State how many lines in the rows contain the string "background", and give only that number.

* start *

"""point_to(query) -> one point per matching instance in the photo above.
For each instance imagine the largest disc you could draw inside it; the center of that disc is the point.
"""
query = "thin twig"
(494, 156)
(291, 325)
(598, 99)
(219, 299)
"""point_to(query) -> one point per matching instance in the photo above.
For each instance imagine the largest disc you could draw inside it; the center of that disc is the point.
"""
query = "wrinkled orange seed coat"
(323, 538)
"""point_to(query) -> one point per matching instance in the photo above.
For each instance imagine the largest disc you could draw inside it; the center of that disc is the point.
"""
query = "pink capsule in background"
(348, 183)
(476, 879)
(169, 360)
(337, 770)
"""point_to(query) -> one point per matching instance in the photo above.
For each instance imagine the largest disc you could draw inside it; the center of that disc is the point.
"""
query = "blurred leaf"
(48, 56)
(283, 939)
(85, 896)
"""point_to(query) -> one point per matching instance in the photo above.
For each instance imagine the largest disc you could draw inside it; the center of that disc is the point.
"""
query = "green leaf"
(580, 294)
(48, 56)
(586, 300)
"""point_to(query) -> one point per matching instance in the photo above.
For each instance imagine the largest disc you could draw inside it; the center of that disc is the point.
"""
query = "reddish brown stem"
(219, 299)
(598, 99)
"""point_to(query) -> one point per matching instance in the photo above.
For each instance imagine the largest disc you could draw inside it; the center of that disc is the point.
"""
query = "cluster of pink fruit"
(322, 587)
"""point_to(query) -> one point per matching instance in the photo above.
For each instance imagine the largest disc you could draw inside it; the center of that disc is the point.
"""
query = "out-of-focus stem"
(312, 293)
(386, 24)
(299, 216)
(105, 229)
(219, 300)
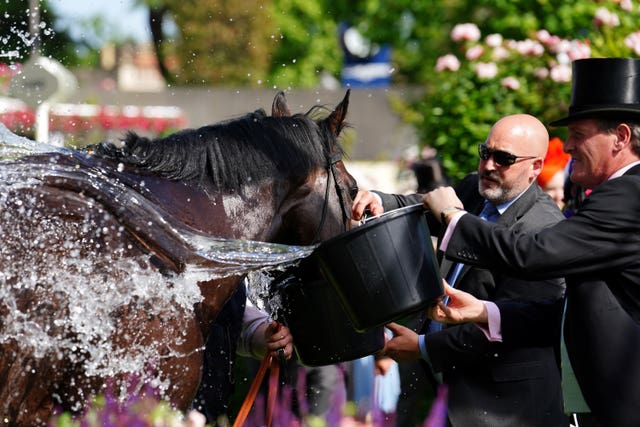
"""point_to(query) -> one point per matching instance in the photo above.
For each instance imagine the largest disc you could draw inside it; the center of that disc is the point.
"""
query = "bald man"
(489, 383)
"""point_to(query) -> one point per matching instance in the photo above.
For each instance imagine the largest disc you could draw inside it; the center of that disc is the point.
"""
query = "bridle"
(332, 172)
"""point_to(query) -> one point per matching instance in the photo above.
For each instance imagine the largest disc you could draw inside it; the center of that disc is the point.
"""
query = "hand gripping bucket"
(322, 332)
(384, 269)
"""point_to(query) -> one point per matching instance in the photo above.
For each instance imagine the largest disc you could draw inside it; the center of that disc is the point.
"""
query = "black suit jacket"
(494, 384)
(598, 252)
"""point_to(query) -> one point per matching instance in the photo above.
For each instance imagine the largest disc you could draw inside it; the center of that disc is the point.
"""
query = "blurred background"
(429, 77)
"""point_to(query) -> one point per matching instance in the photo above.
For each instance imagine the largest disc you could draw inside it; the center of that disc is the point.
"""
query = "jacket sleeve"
(603, 235)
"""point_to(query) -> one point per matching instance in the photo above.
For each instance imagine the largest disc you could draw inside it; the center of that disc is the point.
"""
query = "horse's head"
(328, 192)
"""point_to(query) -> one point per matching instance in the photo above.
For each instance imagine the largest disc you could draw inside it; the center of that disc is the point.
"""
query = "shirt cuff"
(492, 330)
(423, 347)
(450, 228)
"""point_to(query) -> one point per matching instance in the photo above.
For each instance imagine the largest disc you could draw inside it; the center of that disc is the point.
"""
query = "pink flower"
(500, 53)
(547, 38)
(626, 5)
(486, 70)
(604, 17)
(561, 73)
(494, 40)
(541, 73)
(510, 83)
(632, 41)
(462, 32)
(195, 419)
(529, 47)
(448, 62)
(579, 50)
(474, 52)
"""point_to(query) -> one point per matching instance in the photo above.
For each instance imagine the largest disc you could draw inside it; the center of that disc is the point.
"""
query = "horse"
(102, 272)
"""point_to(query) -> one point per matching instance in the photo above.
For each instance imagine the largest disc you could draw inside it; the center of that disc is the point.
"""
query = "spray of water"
(43, 267)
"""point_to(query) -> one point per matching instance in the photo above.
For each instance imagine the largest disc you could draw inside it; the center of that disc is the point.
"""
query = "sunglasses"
(502, 158)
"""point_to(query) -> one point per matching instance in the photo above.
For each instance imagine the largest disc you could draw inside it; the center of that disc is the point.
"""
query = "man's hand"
(440, 199)
(277, 336)
(403, 346)
(365, 200)
(462, 307)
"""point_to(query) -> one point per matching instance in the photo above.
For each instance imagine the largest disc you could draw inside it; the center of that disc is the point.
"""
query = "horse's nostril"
(353, 192)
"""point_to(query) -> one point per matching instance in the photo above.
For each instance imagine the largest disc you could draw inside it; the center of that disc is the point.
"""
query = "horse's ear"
(336, 118)
(279, 107)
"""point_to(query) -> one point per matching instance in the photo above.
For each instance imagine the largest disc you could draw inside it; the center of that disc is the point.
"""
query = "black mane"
(232, 153)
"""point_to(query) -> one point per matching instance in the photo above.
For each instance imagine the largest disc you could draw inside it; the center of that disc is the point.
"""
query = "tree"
(221, 41)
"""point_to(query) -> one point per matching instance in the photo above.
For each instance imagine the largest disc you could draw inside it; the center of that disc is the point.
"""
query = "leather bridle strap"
(331, 167)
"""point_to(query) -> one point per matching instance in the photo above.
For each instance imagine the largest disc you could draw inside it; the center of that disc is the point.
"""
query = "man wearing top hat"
(597, 250)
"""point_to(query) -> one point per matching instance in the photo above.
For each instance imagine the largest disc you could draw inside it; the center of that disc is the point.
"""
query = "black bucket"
(384, 269)
(322, 331)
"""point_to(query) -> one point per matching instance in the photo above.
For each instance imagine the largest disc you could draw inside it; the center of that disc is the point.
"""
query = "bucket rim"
(373, 222)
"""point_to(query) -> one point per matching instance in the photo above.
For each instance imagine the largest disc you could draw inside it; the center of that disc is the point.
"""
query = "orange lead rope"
(253, 392)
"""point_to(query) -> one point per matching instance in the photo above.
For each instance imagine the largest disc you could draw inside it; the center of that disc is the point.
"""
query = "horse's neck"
(249, 216)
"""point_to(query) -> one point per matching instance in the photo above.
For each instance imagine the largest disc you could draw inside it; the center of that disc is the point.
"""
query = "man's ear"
(623, 135)
(536, 166)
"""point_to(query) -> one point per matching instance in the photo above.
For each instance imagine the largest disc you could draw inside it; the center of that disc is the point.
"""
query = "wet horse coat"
(86, 236)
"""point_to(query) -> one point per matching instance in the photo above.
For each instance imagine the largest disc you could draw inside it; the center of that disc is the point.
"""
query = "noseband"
(331, 167)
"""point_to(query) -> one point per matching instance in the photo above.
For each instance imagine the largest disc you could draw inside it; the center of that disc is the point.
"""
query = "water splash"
(63, 296)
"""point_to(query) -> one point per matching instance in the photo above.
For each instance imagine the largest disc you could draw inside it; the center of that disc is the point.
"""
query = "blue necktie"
(489, 213)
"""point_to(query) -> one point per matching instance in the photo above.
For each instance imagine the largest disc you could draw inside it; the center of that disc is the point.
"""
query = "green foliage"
(221, 42)
(306, 43)
(16, 40)
(460, 105)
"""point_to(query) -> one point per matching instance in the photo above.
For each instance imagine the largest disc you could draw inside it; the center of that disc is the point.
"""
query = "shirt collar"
(624, 169)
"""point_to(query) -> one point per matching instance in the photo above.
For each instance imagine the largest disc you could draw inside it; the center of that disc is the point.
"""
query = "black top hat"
(604, 87)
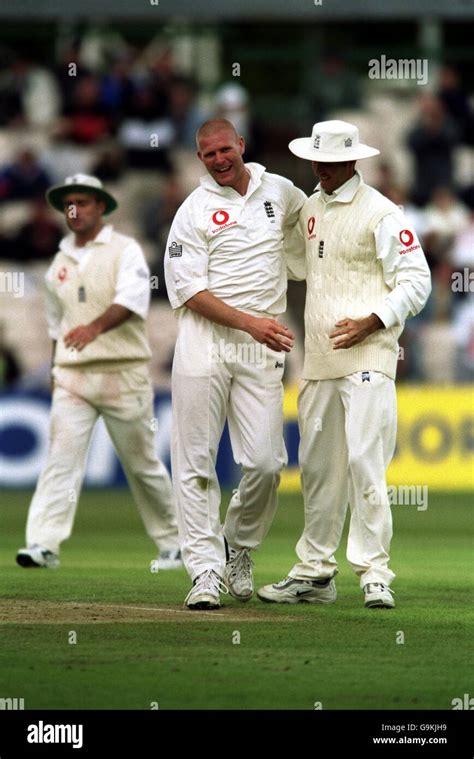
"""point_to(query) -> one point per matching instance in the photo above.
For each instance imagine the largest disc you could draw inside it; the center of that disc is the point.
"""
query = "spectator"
(144, 137)
(39, 238)
(232, 103)
(432, 142)
(456, 102)
(184, 114)
(109, 165)
(445, 217)
(10, 371)
(86, 120)
(24, 179)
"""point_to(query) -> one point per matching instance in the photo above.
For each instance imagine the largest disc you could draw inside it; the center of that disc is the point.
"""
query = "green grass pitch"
(136, 648)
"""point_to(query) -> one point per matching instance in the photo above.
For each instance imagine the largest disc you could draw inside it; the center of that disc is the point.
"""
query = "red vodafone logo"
(220, 217)
(406, 237)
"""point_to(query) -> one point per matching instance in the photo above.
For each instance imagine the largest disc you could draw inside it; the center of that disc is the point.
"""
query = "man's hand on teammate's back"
(271, 333)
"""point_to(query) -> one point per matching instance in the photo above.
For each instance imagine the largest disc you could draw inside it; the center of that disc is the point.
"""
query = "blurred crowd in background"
(129, 116)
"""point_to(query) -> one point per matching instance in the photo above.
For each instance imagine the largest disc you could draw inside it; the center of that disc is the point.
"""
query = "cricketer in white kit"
(226, 277)
(365, 273)
(97, 300)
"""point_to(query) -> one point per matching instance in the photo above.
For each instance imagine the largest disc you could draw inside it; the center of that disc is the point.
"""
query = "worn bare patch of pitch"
(14, 611)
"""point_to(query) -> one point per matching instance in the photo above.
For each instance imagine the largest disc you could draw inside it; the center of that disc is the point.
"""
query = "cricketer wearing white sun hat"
(366, 274)
(332, 142)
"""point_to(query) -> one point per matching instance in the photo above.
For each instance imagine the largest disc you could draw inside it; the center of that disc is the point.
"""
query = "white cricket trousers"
(348, 434)
(124, 399)
(220, 372)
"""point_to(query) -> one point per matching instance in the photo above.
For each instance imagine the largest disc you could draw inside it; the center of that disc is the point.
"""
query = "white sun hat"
(332, 142)
(80, 183)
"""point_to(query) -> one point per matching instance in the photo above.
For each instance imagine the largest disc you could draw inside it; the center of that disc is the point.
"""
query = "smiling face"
(221, 152)
(333, 175)
(83, 212)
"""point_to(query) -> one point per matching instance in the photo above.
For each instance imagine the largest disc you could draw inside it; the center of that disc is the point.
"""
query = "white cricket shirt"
(232, 244)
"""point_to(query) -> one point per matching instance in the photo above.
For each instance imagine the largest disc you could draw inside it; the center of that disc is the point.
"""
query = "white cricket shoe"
(291, 591)
(238, 573)
(378, 595)
(168, 559)
(37, 556)
(205, 593)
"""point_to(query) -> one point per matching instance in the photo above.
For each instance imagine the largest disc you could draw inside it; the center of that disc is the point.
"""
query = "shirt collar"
(256, 171)
(344, 193)
(68, 245)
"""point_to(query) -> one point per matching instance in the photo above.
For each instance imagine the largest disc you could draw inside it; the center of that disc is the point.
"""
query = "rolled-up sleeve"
(133, 281)
(294, 242)
(186, 258)
(54, 311)
(405, 270)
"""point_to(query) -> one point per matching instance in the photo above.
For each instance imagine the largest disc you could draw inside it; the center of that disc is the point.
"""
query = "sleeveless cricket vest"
(86, 289)
(345, 279)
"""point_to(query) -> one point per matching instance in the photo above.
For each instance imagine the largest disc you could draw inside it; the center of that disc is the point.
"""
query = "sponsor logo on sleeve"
(175, 250)
(406, 238)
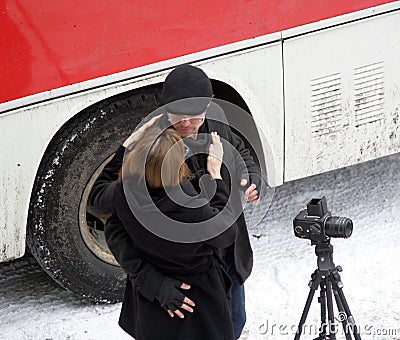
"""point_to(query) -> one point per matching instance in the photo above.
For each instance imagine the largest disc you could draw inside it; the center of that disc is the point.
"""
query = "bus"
(320, 80)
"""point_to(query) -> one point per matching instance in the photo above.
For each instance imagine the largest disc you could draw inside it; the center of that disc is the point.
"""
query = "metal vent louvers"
(368, 93)
(326, 105)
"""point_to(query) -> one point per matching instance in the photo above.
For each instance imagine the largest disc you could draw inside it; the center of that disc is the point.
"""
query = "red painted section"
(46, 44)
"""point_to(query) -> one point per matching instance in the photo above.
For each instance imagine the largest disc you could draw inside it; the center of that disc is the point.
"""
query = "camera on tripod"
(317, 224)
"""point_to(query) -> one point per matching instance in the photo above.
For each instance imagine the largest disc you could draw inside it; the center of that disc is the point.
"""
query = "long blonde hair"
(159, 158)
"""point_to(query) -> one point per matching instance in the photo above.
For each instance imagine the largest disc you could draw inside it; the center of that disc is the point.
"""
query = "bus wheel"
(64, 234)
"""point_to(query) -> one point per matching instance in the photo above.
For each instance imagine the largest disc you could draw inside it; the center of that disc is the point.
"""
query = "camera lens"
(336, 226)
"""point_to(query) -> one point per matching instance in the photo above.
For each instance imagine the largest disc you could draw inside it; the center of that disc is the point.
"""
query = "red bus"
(319, 78)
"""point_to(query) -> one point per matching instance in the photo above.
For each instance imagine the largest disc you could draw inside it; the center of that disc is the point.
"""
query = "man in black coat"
(186, 96)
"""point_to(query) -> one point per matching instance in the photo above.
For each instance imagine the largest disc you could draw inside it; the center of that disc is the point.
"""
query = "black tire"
(58, 209)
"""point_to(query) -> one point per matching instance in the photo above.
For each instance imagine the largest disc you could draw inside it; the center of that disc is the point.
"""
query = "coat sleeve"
(219, 206)
(251, 165)
(144, 275)
(101, 195)
(251, 170)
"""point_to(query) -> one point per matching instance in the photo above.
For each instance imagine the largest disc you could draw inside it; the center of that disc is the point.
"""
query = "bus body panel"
(51, 44)
(342, 96)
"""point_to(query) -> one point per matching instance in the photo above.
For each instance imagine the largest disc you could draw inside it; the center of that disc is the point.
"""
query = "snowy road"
(33, 307)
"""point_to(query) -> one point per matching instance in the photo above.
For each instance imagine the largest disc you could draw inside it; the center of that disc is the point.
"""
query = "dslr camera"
(318, 225)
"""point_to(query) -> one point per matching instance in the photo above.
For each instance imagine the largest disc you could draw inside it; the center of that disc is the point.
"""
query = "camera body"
(317, 224)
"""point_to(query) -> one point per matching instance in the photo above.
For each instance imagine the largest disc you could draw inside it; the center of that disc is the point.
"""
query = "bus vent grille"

* end *

Worked solution: 3